- ABOUT THIS TASK:
Take from the records below each line that holds "Please".
[[ MATERIAL SUPPLIED, beginning ]]
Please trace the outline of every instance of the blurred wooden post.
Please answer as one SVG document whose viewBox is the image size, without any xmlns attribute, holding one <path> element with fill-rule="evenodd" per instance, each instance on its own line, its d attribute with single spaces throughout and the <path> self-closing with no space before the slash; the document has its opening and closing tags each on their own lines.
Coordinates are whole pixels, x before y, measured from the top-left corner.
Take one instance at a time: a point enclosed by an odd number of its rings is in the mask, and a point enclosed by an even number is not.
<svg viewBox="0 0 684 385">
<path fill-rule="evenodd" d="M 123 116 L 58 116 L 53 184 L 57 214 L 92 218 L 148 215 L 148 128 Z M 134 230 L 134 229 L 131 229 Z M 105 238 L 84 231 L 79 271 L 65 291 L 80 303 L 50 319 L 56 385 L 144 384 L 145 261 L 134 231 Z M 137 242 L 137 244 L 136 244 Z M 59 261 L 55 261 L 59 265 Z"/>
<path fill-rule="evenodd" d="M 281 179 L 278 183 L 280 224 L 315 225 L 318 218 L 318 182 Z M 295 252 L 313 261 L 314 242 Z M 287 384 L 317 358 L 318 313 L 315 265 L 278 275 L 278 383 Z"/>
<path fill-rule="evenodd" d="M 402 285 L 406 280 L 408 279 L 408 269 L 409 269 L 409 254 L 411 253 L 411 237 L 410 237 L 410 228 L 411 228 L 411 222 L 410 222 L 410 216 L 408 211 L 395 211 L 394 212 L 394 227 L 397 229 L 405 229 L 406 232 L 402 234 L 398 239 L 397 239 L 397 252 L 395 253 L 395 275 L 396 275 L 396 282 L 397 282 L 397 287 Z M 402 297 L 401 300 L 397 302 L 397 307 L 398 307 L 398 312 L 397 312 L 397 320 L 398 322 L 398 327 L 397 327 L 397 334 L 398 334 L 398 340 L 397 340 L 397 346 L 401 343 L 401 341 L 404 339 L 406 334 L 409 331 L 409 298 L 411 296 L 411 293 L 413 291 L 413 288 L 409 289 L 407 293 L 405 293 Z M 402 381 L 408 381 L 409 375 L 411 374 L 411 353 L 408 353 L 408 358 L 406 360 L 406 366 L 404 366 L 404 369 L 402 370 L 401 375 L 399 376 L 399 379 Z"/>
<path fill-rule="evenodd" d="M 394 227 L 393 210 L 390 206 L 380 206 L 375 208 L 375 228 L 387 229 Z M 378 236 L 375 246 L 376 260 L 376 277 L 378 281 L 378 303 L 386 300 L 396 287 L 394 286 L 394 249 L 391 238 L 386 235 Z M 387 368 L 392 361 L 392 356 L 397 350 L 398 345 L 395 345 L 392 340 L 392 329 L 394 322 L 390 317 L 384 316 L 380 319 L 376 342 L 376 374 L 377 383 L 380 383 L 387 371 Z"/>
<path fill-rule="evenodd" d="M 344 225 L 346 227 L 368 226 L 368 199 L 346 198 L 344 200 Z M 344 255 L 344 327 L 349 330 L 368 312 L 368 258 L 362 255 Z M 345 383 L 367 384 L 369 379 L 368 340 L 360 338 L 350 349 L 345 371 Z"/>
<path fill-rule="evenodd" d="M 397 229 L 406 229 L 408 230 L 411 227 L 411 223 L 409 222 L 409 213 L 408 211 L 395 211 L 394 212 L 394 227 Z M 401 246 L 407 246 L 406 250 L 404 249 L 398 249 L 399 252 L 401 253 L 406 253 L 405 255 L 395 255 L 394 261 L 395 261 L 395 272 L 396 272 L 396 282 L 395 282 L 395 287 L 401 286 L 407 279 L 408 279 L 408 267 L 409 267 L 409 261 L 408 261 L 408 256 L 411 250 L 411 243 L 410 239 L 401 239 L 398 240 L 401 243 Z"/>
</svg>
[[ MATERIAL SUPPLIED, end ]]
- RESULT FOR THIS TASK:
Please trace the outline of every instance of the blurred wooden post.
Please answer as one SVG document whose viewBox is the image size, without any xmlns attribute, holding one <path> element with fill-rule="evenodd" per instance, each instance on its own line, its d attribute with single spaces throughout and the <path> self-closing with no space before the slash; the document has its opening and closing tags each on their own lines.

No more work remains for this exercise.